(Work order):
Find every line below that contains the word "rings" and copy it out.

(Information provided):
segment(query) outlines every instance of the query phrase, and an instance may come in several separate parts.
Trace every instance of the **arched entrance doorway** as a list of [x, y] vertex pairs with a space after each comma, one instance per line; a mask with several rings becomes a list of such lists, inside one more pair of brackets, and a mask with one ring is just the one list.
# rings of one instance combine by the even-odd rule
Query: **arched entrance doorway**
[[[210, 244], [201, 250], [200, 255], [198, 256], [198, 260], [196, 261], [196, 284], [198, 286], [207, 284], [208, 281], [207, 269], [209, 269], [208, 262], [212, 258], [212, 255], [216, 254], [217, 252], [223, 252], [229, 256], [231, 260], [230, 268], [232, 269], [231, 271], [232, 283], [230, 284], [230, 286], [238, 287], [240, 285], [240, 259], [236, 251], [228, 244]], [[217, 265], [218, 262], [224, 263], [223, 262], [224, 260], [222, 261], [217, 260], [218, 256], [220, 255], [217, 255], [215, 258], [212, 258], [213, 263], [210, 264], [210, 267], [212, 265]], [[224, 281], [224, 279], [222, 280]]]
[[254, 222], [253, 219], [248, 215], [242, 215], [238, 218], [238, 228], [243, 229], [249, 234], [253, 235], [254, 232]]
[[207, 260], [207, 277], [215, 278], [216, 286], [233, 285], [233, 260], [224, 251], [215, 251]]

(The completed task):
Trace every instance of the **arched entrance doorway** as a list of [x, y] vertex pairs with a space after each comma, one instance per line; a mask with several rings becomes a list of such lists, inside one more pair of brackets, and a mask with one ring is just the one list.
# rings of one instance combine by the even-odd rule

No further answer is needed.